■ EXERCISE OBJECTIVE: Once you find the line containing "Query: motorcycle headlight" in the data below, copy it and each following line exactly, up to and including the line containing "Where can you spot the car headlight", and nothing else.

################

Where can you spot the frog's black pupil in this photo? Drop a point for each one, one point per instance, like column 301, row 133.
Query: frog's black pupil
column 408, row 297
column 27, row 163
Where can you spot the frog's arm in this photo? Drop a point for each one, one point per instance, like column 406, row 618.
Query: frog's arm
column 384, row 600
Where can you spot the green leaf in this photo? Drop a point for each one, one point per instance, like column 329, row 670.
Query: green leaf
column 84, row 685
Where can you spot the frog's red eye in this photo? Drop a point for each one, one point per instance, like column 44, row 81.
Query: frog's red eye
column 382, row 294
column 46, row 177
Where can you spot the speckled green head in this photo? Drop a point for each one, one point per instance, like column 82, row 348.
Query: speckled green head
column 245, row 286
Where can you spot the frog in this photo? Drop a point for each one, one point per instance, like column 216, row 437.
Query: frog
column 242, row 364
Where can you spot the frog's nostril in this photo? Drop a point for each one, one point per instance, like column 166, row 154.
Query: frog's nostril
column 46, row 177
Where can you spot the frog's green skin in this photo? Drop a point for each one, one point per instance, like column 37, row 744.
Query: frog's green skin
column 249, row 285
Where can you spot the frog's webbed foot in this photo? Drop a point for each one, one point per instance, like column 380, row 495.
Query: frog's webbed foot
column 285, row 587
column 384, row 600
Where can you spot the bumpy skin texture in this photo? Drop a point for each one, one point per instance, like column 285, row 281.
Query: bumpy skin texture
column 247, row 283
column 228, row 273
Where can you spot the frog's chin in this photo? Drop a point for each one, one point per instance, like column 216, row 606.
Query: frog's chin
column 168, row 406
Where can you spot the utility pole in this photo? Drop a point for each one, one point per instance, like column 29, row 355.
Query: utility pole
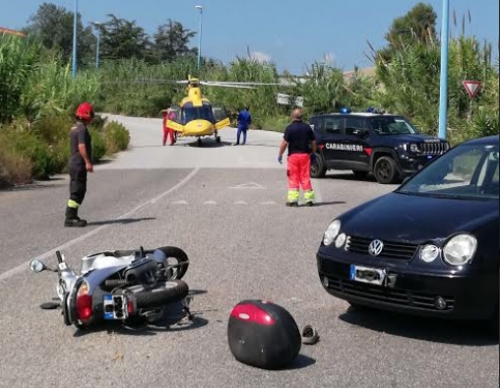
column 75, row 17
column 200, row 37
column 443, row 103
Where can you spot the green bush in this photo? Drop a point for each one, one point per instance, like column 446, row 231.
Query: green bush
column 26, row 143
column 15, row 168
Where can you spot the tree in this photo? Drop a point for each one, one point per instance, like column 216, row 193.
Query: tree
column 53, row 26
column 171, row 40
column 123, row 39
column 417, row 26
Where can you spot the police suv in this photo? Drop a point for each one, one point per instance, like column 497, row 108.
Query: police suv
column 387, row 146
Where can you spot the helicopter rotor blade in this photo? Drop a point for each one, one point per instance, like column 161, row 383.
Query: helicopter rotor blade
column 240, row 83
column 228, row 86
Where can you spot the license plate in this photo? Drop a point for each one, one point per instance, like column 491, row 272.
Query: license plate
column 115, row 307
column 368, row 275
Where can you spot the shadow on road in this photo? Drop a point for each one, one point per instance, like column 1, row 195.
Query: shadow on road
column 123, row 221
column 207, row 143
column 34, row 186
column 328, row 203
column 425, row 329
column 302, row 361
column 348, row 176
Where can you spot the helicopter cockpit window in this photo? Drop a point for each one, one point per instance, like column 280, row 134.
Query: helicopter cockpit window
column 197, row 113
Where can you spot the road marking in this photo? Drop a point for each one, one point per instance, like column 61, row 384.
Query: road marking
column 43, row 256
column 251, row 185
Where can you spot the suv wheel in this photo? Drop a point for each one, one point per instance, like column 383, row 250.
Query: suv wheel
column 386, row 170
column 318, row 168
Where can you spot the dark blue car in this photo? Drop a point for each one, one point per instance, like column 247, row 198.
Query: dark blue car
column 430, row 248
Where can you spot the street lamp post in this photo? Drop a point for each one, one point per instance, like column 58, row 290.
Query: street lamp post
column 443, row 103
column 75, row 17
column 200, row 32
column 97, row 24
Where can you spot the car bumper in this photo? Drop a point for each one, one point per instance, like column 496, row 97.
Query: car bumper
column 410, row 165
column 410, row 291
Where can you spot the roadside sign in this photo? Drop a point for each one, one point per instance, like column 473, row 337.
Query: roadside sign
column 472, row 87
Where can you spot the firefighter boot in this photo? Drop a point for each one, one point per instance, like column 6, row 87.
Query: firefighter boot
column 309, row 197
column 293, row 198
column 72, row 218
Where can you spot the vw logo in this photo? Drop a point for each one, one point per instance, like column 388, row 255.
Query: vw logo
column 376, row 247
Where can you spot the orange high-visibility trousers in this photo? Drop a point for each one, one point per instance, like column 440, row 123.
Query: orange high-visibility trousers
column 299, row 176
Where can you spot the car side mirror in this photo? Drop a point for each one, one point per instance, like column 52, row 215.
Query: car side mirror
column 359, row 132
column 37, row 266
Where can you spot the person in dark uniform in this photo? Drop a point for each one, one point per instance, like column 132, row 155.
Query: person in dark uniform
column 300, row 140
column 80, row 163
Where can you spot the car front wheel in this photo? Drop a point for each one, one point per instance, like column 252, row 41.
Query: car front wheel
column 386, row 170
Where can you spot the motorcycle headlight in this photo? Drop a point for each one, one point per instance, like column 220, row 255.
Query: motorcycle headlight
column 460, row 249
column 331, row 232
column 429, row 253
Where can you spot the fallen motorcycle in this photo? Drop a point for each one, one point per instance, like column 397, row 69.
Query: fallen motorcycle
column 120, row 285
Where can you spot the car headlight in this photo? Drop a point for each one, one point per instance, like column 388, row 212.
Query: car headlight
column 331, row 232
column 414, row 148
column 340, row 241
column 429, row 253
column 460, row 249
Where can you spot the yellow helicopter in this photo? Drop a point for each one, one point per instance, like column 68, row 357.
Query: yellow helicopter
column 195, row 117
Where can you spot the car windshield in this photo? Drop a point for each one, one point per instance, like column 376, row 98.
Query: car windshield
column 393, row 125
column 465, row 172
column 197, row 113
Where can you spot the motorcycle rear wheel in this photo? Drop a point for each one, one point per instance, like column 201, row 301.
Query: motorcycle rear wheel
column 164, row 293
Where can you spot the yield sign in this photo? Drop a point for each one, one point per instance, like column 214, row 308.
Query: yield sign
column 472, row 87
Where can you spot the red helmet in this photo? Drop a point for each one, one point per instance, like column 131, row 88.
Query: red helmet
column 85, row 111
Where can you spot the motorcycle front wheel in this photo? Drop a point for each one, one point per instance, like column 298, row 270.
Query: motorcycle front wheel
column 164, row 293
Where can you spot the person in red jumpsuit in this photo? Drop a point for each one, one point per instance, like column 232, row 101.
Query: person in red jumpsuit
column 168, row 114
column 300, row 140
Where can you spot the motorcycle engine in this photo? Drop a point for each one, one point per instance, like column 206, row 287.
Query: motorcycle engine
column 142, row 271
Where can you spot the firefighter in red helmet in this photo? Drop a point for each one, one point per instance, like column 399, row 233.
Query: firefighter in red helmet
column 80, row 163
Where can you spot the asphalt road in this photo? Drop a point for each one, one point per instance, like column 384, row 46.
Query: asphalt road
column 224, row 206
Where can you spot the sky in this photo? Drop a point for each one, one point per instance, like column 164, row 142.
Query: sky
column 291, row 33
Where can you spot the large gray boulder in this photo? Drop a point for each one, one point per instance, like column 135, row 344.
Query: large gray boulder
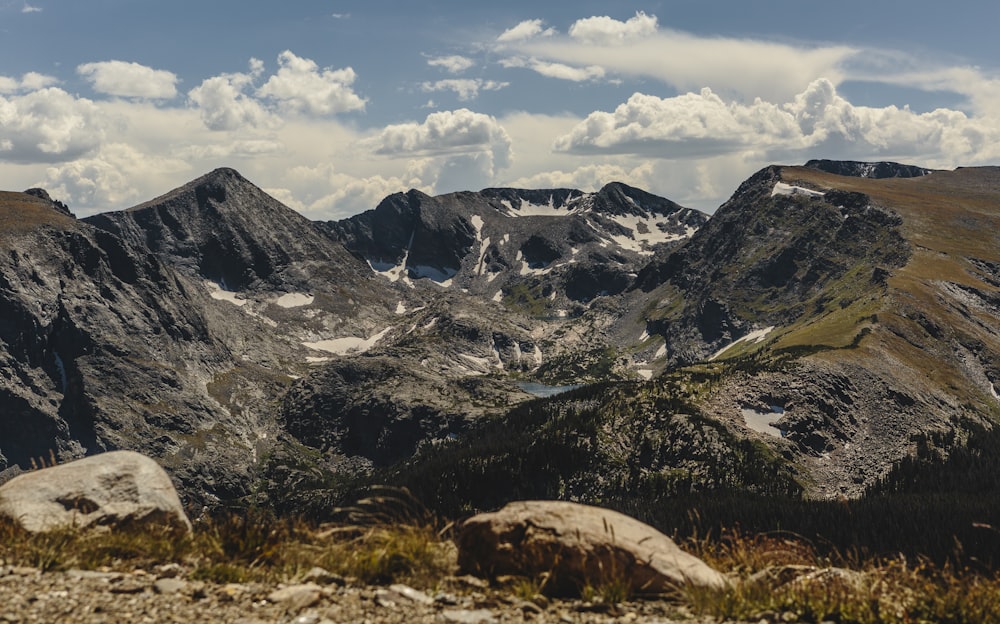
column 578, row 545
column 120, row 488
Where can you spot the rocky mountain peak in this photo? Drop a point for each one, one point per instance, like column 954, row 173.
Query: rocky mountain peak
column 224, row 228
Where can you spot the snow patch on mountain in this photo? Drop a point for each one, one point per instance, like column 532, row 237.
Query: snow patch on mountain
column 349, row 344
column 219, row 294
column 780, row 188
column 754, row 336
column 294, row 300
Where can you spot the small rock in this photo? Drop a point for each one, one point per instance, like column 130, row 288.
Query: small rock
column 412, row 594
column 168, row 585
column 111, row 577
column 323, row 577
column 128, row 587
column 446, row 599
column 385, row 598
column 110, row 489
column 296, row 597
column 169, row 570
column 467, row 616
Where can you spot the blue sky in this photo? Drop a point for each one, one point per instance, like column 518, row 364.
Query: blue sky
column 331, row 105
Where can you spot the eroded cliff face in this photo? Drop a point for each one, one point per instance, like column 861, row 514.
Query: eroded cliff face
column 105, row 349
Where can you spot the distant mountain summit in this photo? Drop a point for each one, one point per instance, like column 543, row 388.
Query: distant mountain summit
column 874, row 170
column 552, row 248
column 225, row 229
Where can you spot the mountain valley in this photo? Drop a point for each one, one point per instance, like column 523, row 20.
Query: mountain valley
column 826, row 324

################

■ RESPONSE TO THE TASK:
Query: motorcycle headlight
column 460, row 249
column 331, row 232
column 429, row 253
Where can you spot the fallen motorcycle in this photo? Drop a point for each one, one point per instance, like column 397, row 69.
Query: fallen motorcycle
column 120, row 285
Where can you spot the car headlight in this photo? Drop a point for each one, one point per instance, like column 388, row 212.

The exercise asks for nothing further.